WHAT IS NEEDED:
Copy out each record that follows exactly, and omit any picture you find.

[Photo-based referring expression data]

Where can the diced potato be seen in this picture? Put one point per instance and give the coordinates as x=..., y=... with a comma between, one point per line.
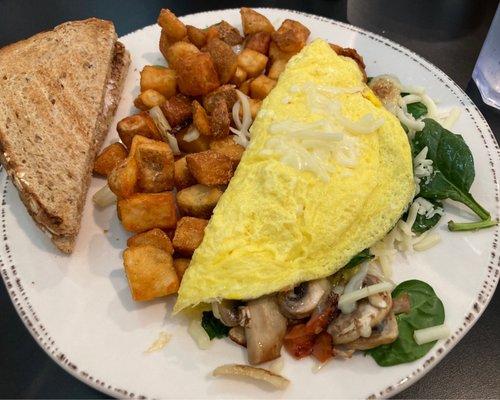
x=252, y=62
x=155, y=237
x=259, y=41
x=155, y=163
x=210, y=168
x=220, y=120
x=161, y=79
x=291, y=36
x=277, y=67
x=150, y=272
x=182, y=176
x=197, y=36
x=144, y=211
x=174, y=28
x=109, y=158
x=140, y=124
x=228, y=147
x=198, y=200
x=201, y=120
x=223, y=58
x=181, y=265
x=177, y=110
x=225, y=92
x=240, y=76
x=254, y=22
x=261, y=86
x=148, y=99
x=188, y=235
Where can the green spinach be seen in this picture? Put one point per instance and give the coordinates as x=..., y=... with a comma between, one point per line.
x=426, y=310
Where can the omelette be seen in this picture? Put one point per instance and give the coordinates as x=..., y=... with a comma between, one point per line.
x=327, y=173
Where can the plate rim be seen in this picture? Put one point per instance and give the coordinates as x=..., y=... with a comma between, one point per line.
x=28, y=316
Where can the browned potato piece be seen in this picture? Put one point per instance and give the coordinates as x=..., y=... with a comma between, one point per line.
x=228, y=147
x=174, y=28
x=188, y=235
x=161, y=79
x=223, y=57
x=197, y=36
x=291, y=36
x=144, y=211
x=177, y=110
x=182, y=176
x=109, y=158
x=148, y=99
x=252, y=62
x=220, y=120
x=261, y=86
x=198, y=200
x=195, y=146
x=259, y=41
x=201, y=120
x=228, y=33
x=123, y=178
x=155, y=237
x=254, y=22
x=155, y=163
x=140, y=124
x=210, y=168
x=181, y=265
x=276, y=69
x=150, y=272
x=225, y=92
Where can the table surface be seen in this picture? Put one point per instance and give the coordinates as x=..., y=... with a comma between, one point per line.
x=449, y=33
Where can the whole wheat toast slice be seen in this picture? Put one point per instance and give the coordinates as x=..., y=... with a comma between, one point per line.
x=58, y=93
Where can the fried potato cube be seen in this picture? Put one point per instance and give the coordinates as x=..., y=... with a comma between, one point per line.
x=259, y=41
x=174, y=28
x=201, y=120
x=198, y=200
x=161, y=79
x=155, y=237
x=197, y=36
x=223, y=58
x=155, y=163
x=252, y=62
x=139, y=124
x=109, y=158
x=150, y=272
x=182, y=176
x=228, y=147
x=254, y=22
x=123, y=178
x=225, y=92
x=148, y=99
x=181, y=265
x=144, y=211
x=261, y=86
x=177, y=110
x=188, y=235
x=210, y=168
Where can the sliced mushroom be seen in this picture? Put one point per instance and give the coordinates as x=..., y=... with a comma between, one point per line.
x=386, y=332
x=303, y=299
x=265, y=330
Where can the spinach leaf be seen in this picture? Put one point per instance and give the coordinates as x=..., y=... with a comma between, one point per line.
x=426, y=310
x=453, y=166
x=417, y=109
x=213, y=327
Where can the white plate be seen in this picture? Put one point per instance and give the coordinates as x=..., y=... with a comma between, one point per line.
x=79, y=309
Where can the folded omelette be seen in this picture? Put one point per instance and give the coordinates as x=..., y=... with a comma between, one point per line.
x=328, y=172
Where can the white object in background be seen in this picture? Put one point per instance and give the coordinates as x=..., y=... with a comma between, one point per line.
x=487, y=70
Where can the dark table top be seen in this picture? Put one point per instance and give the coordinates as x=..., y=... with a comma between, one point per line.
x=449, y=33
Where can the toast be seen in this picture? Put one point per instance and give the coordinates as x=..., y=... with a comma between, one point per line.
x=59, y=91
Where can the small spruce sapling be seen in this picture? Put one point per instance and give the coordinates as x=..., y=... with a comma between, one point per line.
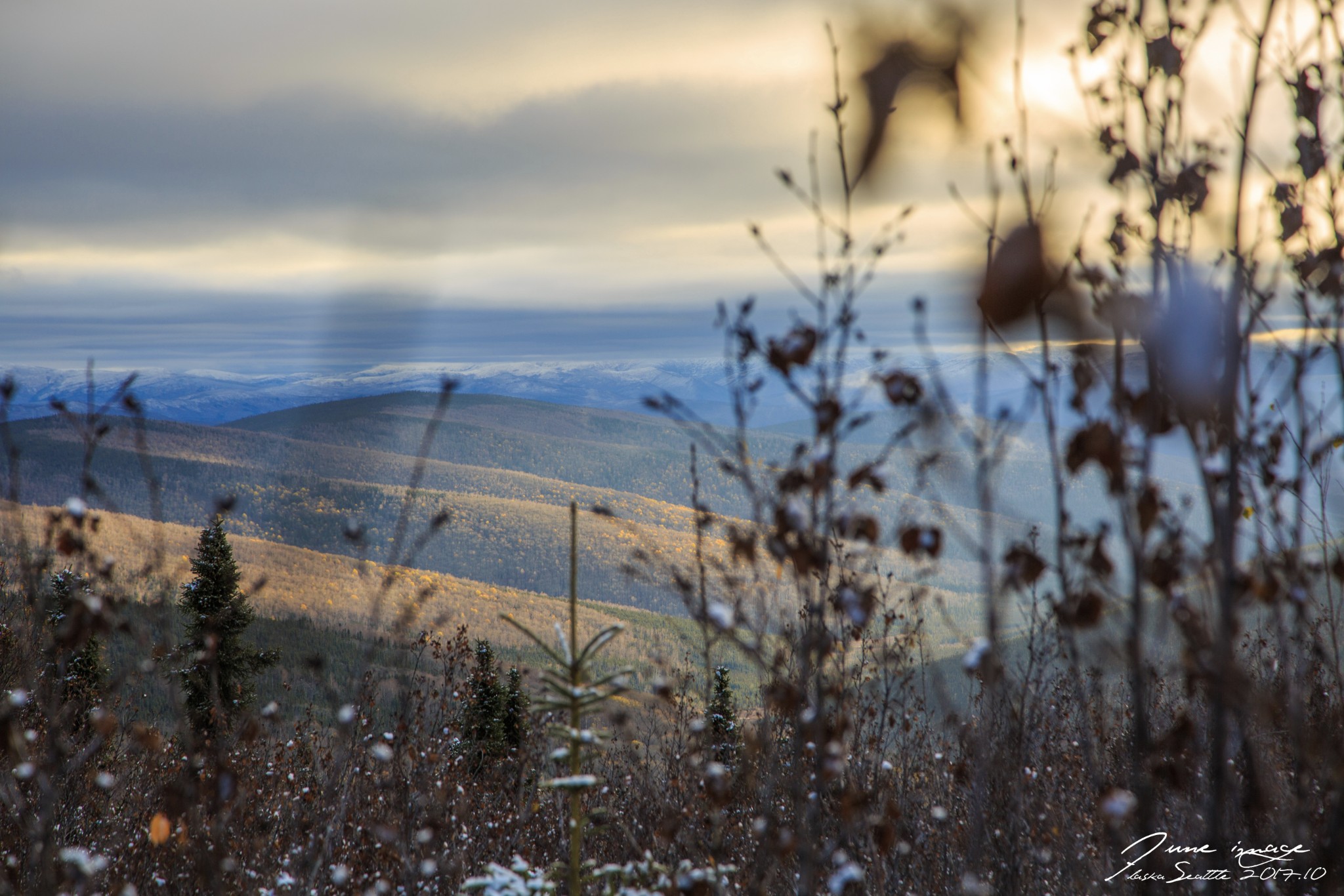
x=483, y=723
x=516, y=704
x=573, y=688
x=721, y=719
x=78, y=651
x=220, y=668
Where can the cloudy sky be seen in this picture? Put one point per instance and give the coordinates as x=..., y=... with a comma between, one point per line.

TASK OUTPUT:
Where can the diced potato be seen in this picture? Put one point per instance and give the coordinates as x=..., y=... with a comma between, one point per line.
x=252, y=62
x=155, y=237
x=259, y=41
x=155, y=163
x=210, y=168
x=220, y=120
x=161, y=79
x=291, y=36
x=277, y=67
x=150, y=272
x=182, y=176
x=197, y=36
x=144, y=211
x=174, y=28
x=109, y=158
x=140, y=124
x=228, y=147
x=198, y=200
x=201, y=120
x=223, y=58
x=181, y=265
x=177, y=110
x=225, y=92
x=240, y=76
x=254, y=22
x=261, y=86
x=148, y=99
x=188, y=235
Where can the green spinach be seen in this picture? Put one point per instance and give the coordinates as x=..., y=... with a comma between, one point per line.
x=426, y=310
Where can the omelette be seen in this picture? Put one point per instance and give the coordinates as x=..., y=... with a comma between, one point per line.
x=327, y=173
Where can the plate rim be seen in this picture? Put one point per instance and give the coordinates as x=..., y=... with a comma between, one point per line.
x=28, y=316
Where can the browned potato piece be seen in this picture? Put one point per instance and give the coordinates as x=..., y=... with a comma between, one point per line.
x=228, y=147
x=174, y=28
x=188, y=235
x=161, y=79
x=223, y=57
x=197, y=36
x=291, y=36
x=144, y=211
x=177, y=110
x=182, y=176
x=109, y=158
x=148, y=99
x=252, y=62
x=220, y=120
x=261, y=86
x=198, y=200
x=195, y=146
x=259, y=41
x=201, y=120
x=228, y=33
x=123, y=178
x=155, y=237
x=254, y=22
x=155, y=163
x=140, y=124
x=210, y=168
x=181, y=265
x=276, y=69
x=150, y=272
x=225, y=92
Where can the table surface be seen in this picture? Put one point per instance and give the coordinates as x=..., y=... with a comma between, one point per line.
x=449, y=33
Where can the whole wheat toast slice be seen in this picture? Put one point per instance and give the coordinates as x=..., y=... with a comma between, one point per line.
x=58, y=93
Where can the fried potato cube be seen in this picture? Put one point per instance and give the coordinates as x=..., y=... with a comma between, one point per line.
x=259, y=41
x=174, y=28
x=201, y=120
x=198, y=200
x=161, y=79
x=155, y=237
x=197, y=36
x=223, y=58
x=155, y=163
x=252, y=62
x=139, y=124
x=109, y=158
x=150, y=272
x=182, y=176
x=228, y=147
x=254, y=22
x=123, y=178
x=225, y=92
x=148, y=99
x=181, y=265
x=144, y=211
x=261, y=86
x=177, y=110
x=188, y=235
x=210, y=168
Where can the sliced mushroom be seen in this picture? Put one point per instance and give the coordinates as x=..., y=... with a comma between, one point per line.
x=386, y=332
x=303, y=299
x=265, y=330
Where can the spinach leaf be seen in this picture? Put one point per instance and give the coordinates as x=..., y=... with a comma between, one point per line.
x=426, y=310
x=453, y=166
x=417, y=109
x=213, y=327
Where can the white plate be seen in this picture? Put one point per instance and give the coordinates as x=..., y=... with a comma between, one point per line.
x=79, y=309
Where can the folded omelette be seen in this picture? Put one point per instance and give the coordinates as x=..., y=... with a comma between, one point per line.
x=328, y=172
Where can the white object in background be seen in this picture? Put one point per instance and give the coordinates as x=..., y=... with a comma between, one point per line.
x=487, y=70
Where can the dark table top be seen in this picture? Put one point per instance and give the coordinates as x=..., y=... with a comma between, one point per line.
x=449, y=33
Where can the toast be seen in this picture? Put one point per instance and give the coordinates as x=..., y=... with a comma between, one point per line.
x=59, y=91
Where can the small spruce sapling be seen in this picture? Put one point per instance and give the coordinates as x=..., y=... with a comma between, one point per line.
x=483, y=723
x=516, y=704
x=573, y=688
x=721, y=719
x=78, y=651
x=220, y=668
Where can the cloudy sky be seen in this picture? Put one point per instance and give the coordinates as x=..., y=... with a comma between, one point per line.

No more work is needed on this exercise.